> **Page excerpt**:
You’ve probably heard by now that the NRA and Democrats reached a compromise on the band aid after Virginia Tech err NICS improvement act. Overall, not a bad deal, really. It looks to have a means of getting firearms rights back if convicted of minor infractions. Of course, currently this was the case but Congress never funded it nor did Congress fund appeals to have rights reinstated. Looks like the feds will be picking up the tab for the checks and offer incentives to states to keep the database up to date (which it rarely is because there were not standards and each state was on their own). I wonder how this will affect states that have their own system, like Tennessee.

Bitter thinks it’s good, so does Sebastian. Joe’s not happy. Jeff has more.

What do I think? I think it’s the same as it always was. It’s just funded now.

Oh, and I think highlighting the political impotence of Carolyn McCarthy is beautiful.

11 Responses to “NICS deal – hey, lets’ pay for stuff that’s already law”

> **Given instruction a**: How many lines in the listing contain the string "pasture"? Report only that number, treating case as significant.
The post about the NICS deal and the listing are separate, unrelated material.

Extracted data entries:
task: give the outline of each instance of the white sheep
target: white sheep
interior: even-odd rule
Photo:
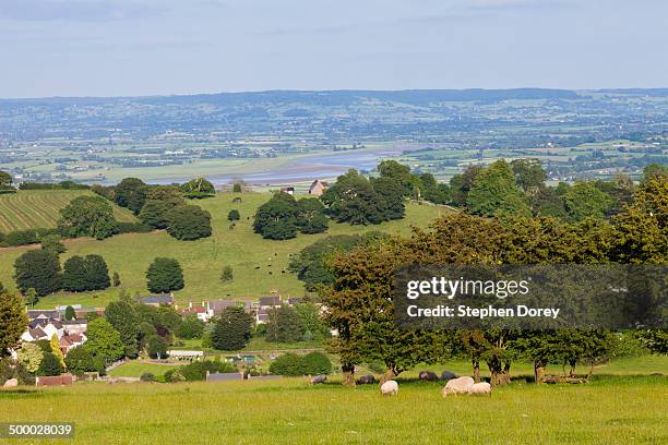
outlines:
[[[487,382],[476,383],[470,387],[470,389],[468,389],[468,394],[489,394],[489,396],[491,397],[491,385]]]
[[[383,396],[396,396],[398,394],[398,383],[387,381],[381,385],[381,394]]]
[[[441,394],[446,397],[449,394],[467,394],[470,387],[475,384],[472,377],[464,376],[448,381]]]

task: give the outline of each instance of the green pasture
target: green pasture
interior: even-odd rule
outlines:
[[[0,194],[0,231],[26,230],[56,227],[59,211],[81,195],[93,195],[86,190],[20,190]],[[116,219],[135,220],[131,212],[114,208]]]
[[[74,422],[74,444],[658,444],[666,377],[585,385],[516,383],[492,397],[441,396],[441,383],[345,388],[336,377],[217,383],[82,383],[0,389],[4,422]],[[31,441],[39,443],[39,441]]]
[[[232,199],[240,196],[240,204]],[[252,230],[252,215],[258,206],[270,199],[267,193],[219,193],[215,197],[196,201],[195,204],[211,212],[213,236],[196,241],[178,241],[166,232],[128,233],[103,241],[93,239],[67,240],[68,251],[61,255],[64,262],[71,255],[100,254],[110,272],[118,272],[121,286],[131,294],[146,294],[145,272],[156,256],[177,258],[183,267],[186,288],[176,292],[179,301],[200,302],[207,299],[253,300],[276,290],[283,297],[301,297],[301,281],[287,270],[289,255],[329,234],[360,233],[382,230],[387,233],[407,234],[410,226],[426,227],[445,212],[441,207],[408,204],[406,217],[379,226],[350,226],[331,222],[326,233],[299,234],[287,241],[263,240]],[[230,228],[227,214],[237,208],[241,220]],[[14,287],[13,263],[29,248],[0,249],[0,281]],[[219,276],[225,265],[234,269],[234,280],[224,284]],[[259,267],[259,268],[258,268]],[[104,306],[118,297],[119,288],[102,292],[58,293],[40,299],[40,308],[56,304],[81,303]]]

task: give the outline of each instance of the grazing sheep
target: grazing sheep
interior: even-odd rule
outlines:
[[[452,371],[443,371],[441,373],[441,380],[442,381],[448,382],[448,381],[451,381],[453,378],[457,378],[457,375],[454,372],[452,372]]]
[[[453,378],[448,381],[441,394],[443,394],[443,397],[446,397],[449,394],[466,394],[474,384],[475,381],[468,376]]]
[[[381,385],[381,394],[383,396],[396,396],[398,394],[398,383],[387,381]]]
[[[439,376],[436,372],[431,371],[420,371],[419,378],[427,382],[436,382],[439,380]]]
[[[313,377],[311,377],[311,385],[318,385],[320,383],[325,383],[327,381],[327,376],[326,375],[315,375]]]
[[[362,375],[356,382],[358,385],[372,385],[375,383],[375,377],[371,374]]]
[[[487,382],[476,383],[468,389],[468,394],[489,394],[489,396],[491,397],[491,385]]]

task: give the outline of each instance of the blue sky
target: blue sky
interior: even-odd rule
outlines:
[[[663,0],[0,0],[0,97],[668,86]]]

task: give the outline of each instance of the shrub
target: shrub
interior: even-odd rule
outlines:
[[[118,233],[147,233],[153,227],[143,222],[117,222]]]
[[[322,352],[310,352],[303,356],[305,374],[318,375],[332,372],[332,362]]]
[[[293,352],[284,353],[270,365],[270,372],[276,375],[306,375],[303,357]]]

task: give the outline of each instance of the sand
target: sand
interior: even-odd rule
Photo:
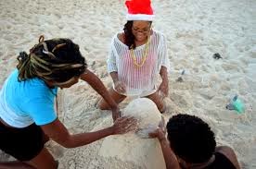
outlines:
[[[17,54],[33,46],[41,34],[46,39],[70,38],[80,44],[89,68],[111,86],[106,56],[112,36],[125,23],[123,2],[0,0],[0,88],[15,67]],[[256,168],[256,2],[155,0],[153,6],[153,28],[166,35],[172,63],[165,119],[178,113],[203,118],[219,145],[234,148],[242,168]],[[215,53],[223,59],[213,59]],[[177,82],[182,70],[184,81]],[[235,94],[245,103],[242,115],[225,109]],[[83,81],[60,91],[59,119],[70,132],[111,125],[110,113],[95,106],[98,97]],[[128,157],[122,161],[101,156],[103,141],[72,150],[54,142],[47,147],[61,169],[146,168]],[[11,158],[1,153],[0,160],[6,159]]]

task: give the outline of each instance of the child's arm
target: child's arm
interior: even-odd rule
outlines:
[[[166,164],[166,169],[180,169],[178,160],[174,152],[172,151],[169,141],[165,138],[162,129],[158,128],[154,133],[150,133],[149,136],[159,139]]]

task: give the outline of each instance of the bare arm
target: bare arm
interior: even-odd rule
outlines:
[[[118,72],[111,72],[110,76],[113,79],[115,90],[117,90],[120,93],[124,93],[125,92],[125,85],[119,80]]]
[[[171,149],[169,141],[165,138],[164,131],[161,128],[158,128],[155,132],[149,133],[149,136],[159,139],[165,161],[166,169],[180,169],[178,160]]]
[[[111,72],[110,73],[110,76],[111,76],[111,78],[113,79],[113,82],[117,82],[119,79],[118,79],[118,73],[117,72]]]
[[[226,156],[237,169],[240,169],[237,155],[232,148],[228,146],[219,146],[216,147],[215,151]]]
[[[109,94],[102,81],[93,72],[87,69],[86,72],[81,76],[81,79],[88,82],[89,85],[103,97],[112,110],[119,110],[118,104]]]
[[[166,164],[166,169],[180,169],[178,160],[170,148],[169,141],[166,139],[162,139],[160,140],[160,142]]]
[[[65,148],[75,148],[89,144],[102,138],[113,134],[123,134],[135,127],[136,121],[134,118],[121,117],[115,121],[112,127],[88,133],[70,135],[65,126],[56,119],[54,122],[41,126],[42,129],[50,139]]]
[[[164,94],[164,96],[168,96],[168,92],[169,92],[168,73],[167,73],[167,68],[165,66],[161,66],[160,75],[161,77],[162,82],[159,90]]]

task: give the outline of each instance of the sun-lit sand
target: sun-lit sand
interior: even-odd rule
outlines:
[[[123,4],[120,0],[0,0],[0,88],[15,68],[18,54],[22,50],[28,52],[41,34],[46,39],[73,40],[86,57],[89,69],[110,87],[106,57],[112,36],[125,23]],[[212,127],[218,144],[234,148],[242,168],[256,168],[256,2],[154,0],[153,6],[153,29],[166,35],[172,63],[165,120],[177,113],[201,117]],[[212,58],[215,53],[223,58]],[[178,82],[183,70],[184,81]],[[245,103],[242,115],[225,109],[235,94]],[[59,119],[72,133],[110,126],[110,113],[95,106],[98,98],[83,81],[60,91]],[[127,99],[121,108],[131,100]],[[159,146],[156,141],[145,144]],[[108,145],[111,147],[107,141]],[[137,169],[147,168],[144,163],[138,163],[138,159],[133,159],[136,155],[104,156],[104,146],[105,139],[70,150],[54,142],[47,144],[59,161],[60,169]],[[134,148],[136,144],[129,146]],[[128,148],[119,151],[122,152]],[[160,154],[160,146],[149,148],[156,150],[155,154],[150,151],[150,158]],[[10,159],[0,154],[1,161]],[[162,163],[156,169],[161,166]]]

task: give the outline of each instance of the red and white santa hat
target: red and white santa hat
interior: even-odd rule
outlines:
[[[127,20],[147,20],[154,19],[154,12],[150,0],[126,0],[128,9]]]

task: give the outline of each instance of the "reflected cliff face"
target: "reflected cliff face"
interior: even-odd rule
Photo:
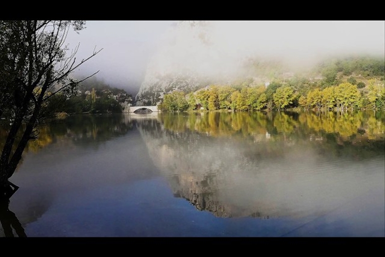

> **Given instruction b**: Quote the post about the NICS deal in full, word for word.

> **Correct answer a**: 2

> **Correct answer b**:
You’ve probably heard by now that the NRA and Democrats reached a compromise on the band aid after Virginia Tech err NICS improvement act. Overall, not a bad deal, really. It looks to have a means of getting firearms rights back if convicted of minor infractions. Of course, currently this was the case but Congress never funded it nor did Congress fund appeals to have rights reinstated. Looks like the feds will be picking up the tab for the checks and offer incentives to states to keep the database up to date (which it rarely is because there were not standards and each state was on their own). I wonder how this will affect states that have their own system, like Tennessee.

Bitter thinks it’s good, so does Sebastian. Joe’s not happy. Jeff has more.

What do I think? I think it’s the same as it always was. It’s just funded now.

Oh, and I think highlighting the political impotence of Carolyn McCarthy is beautiful.

11 Responses to “NICS deal – hey, lets’ pay for stuff that’s already law”